** Begin PAGE **
[MERGE] Rule-based preferences (EOL part 1 of 3)

Martin Pool mbp at canonical.com
Wed May 21 07:24:02 BST 2008


On Tue, May 20, 2008 at 11:01 PM, Aaron Bentley <aaron at aaronbentley.com> wrote:
> Stefan Monnier wrote:
>> I'm probably sounding like a broken record, but in any case I'll restate
>> that I think the Arch way was right:
>> - treat it like a normal user file (w.r.t merging, changing,
>>   committing, ...).
>> - but place it somewhere inside the .bzr directory.

So we have at least five categories of possible file, the first four
of which we use at present:

 0- internal files: inside .bzr; users should never touch it;
rewritten by upgrades; propagated according to semantic rules; read
and updated only by abstract apis and commands, not directly

 1- source files: regular user data; not in .bzr; we never rewrite it
and it's merged as a text file with no special interpretation

 2- .bzrfoo files: the only example at present is .bzrignore; just
like source files but they affect bzr too

 3- eg branch.conf: users may edit it and stored verbatim; not
propagated at all; read by bzr (but this is a bit of a strange fish)

 4- what Stefan proposes: just like a .bzrfoo file but stored inside .bzr

The main advantage of the last seems to be: less clutter in the source tree.

> Do remember that several of bzr's designers are former Arch
> contributors.  I found that Arch's way seemed very clever at first, but
> it tended to break in the edge cases.
>
> For me, the biggest example of this was Tom Lord deleting log files,
> which were the main indicator of which revisions had been applied, from
> the tla-dev.
** End PAGE **
** Begin DATA EXTRACT **
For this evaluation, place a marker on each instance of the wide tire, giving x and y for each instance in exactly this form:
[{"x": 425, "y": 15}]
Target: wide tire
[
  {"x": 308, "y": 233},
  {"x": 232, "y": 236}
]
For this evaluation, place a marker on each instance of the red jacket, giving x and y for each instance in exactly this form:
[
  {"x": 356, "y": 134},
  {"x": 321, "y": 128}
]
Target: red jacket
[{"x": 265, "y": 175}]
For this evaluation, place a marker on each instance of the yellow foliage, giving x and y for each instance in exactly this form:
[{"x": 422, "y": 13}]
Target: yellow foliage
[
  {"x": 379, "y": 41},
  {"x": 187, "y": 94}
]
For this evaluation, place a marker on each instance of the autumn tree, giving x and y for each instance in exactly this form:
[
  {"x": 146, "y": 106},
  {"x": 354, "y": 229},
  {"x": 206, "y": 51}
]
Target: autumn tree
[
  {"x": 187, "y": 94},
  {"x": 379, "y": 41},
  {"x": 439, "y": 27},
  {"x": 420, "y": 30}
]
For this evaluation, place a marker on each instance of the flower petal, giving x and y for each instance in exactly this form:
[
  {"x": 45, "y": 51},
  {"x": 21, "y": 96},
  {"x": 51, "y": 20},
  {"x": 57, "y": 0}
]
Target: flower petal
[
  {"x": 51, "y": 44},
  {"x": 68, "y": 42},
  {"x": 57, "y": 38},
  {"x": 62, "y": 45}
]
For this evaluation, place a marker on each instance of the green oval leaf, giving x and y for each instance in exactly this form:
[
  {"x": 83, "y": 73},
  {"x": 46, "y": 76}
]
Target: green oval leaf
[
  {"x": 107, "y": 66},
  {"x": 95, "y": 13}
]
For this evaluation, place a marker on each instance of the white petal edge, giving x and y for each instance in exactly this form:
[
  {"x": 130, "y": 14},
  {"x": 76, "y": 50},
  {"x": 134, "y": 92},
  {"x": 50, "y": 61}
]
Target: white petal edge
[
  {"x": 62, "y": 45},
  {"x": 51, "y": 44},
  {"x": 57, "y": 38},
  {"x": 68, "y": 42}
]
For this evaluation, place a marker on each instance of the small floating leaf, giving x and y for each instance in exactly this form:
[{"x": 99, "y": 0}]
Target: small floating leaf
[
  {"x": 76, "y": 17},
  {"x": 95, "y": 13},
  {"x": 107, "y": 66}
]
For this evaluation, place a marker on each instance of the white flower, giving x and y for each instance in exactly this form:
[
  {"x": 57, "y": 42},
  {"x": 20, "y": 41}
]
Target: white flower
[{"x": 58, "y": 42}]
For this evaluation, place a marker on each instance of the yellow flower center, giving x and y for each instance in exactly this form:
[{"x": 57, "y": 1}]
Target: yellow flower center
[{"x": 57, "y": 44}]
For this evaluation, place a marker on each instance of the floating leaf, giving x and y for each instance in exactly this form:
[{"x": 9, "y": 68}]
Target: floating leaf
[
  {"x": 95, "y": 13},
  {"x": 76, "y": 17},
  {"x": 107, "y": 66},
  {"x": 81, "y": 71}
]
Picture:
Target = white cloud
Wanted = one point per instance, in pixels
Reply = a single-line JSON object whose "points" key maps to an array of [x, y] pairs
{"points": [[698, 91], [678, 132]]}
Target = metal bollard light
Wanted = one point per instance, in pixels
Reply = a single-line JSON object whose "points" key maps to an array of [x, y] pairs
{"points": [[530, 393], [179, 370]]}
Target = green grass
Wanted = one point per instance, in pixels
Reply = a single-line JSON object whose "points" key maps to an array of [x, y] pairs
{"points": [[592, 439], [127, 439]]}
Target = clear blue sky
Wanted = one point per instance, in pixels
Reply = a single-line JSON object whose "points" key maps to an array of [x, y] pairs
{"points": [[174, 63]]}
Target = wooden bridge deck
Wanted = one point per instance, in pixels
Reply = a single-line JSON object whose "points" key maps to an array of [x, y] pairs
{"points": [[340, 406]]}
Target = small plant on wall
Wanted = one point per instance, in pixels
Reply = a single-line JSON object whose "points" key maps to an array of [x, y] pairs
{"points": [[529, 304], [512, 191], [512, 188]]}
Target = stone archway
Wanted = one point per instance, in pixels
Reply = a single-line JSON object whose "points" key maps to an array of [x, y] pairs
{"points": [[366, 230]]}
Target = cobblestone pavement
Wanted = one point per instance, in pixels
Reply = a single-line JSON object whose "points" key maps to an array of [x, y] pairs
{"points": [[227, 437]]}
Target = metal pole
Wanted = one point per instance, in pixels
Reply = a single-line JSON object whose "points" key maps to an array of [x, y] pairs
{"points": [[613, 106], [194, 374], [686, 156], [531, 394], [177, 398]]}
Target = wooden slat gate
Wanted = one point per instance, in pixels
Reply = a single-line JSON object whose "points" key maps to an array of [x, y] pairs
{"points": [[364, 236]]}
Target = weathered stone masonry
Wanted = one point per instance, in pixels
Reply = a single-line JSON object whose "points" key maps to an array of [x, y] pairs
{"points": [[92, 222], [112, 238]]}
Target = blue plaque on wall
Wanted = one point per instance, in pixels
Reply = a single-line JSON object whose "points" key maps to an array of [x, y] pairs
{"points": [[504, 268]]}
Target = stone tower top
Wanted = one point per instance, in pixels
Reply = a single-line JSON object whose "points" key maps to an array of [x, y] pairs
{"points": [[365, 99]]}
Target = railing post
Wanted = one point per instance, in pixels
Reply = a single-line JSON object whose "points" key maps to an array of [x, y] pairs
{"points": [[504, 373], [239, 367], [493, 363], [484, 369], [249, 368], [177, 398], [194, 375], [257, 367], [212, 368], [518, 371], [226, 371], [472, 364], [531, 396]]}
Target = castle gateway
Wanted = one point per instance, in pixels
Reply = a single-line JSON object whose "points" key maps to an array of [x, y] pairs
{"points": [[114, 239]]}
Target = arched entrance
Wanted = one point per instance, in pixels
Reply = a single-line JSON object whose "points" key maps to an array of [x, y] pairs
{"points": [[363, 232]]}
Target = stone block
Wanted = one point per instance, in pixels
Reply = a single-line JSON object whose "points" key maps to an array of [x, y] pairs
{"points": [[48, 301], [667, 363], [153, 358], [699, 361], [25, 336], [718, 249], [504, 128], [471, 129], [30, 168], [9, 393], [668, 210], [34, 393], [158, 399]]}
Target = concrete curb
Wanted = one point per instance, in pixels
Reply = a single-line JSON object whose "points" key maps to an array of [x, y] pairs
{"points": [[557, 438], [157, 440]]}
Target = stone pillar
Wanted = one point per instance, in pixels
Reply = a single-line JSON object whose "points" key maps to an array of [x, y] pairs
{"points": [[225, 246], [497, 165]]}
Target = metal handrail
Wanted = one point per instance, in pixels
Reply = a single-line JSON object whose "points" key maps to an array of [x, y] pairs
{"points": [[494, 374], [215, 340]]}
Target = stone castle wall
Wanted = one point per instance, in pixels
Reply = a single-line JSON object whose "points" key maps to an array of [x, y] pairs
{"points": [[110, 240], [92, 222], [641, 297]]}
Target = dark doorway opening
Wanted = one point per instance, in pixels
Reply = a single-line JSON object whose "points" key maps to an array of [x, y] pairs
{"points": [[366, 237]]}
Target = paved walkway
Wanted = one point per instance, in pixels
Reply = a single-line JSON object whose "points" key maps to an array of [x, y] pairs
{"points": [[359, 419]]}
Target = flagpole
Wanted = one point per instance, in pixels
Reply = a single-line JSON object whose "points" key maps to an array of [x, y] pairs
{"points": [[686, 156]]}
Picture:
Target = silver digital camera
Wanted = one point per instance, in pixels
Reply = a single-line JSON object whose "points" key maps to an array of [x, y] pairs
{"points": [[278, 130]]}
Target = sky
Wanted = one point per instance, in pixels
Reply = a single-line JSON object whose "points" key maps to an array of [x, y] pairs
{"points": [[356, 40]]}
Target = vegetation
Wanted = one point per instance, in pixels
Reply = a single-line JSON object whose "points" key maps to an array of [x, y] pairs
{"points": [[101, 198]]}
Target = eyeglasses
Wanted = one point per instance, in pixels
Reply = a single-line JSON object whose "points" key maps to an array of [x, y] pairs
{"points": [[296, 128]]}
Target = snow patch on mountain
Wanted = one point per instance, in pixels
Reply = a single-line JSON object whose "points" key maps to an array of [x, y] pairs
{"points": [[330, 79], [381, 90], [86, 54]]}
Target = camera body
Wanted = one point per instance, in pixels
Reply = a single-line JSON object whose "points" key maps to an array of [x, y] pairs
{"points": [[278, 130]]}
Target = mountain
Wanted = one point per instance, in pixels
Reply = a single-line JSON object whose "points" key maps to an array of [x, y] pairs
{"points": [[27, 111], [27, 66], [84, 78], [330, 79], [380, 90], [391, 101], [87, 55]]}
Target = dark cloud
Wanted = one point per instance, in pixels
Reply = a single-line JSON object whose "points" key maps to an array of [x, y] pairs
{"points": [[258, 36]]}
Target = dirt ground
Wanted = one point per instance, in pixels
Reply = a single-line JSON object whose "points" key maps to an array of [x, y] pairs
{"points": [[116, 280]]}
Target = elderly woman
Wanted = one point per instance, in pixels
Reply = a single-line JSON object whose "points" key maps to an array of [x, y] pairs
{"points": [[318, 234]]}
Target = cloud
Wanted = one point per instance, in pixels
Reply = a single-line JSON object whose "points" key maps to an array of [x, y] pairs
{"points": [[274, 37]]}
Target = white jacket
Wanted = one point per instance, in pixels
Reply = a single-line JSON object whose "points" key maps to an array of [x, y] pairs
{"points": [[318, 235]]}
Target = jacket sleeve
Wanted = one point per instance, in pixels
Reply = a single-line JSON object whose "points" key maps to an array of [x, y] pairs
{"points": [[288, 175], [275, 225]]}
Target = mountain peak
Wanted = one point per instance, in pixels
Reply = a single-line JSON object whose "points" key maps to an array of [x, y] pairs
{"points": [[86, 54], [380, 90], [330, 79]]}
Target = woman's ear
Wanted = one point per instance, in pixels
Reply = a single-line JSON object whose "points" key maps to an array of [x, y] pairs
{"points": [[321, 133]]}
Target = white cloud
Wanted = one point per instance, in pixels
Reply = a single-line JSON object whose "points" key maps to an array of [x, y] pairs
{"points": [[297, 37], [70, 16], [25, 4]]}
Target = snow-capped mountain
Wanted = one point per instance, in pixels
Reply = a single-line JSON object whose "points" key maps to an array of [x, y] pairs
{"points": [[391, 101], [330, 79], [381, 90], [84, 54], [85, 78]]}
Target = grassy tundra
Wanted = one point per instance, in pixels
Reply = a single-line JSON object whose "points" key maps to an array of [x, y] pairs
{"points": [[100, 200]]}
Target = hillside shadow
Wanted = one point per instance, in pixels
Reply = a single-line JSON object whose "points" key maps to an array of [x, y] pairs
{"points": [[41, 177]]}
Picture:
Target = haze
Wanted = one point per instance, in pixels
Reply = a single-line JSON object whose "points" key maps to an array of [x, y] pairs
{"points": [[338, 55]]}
** End DATA EXTRACT **
- [DESCRIPTION OF THE TASK] Name each category of possible file that the message on rule-based preferences lists, numbered 0 to 4. The records aren't needed for this.

- [TASK OUTPUT]
0. Internal files
1. Source files
2. .bzrfoo files
3. Files such as branch.conf
4. What Stefan proposes: a .bzrfoo-style file stored inside .bzr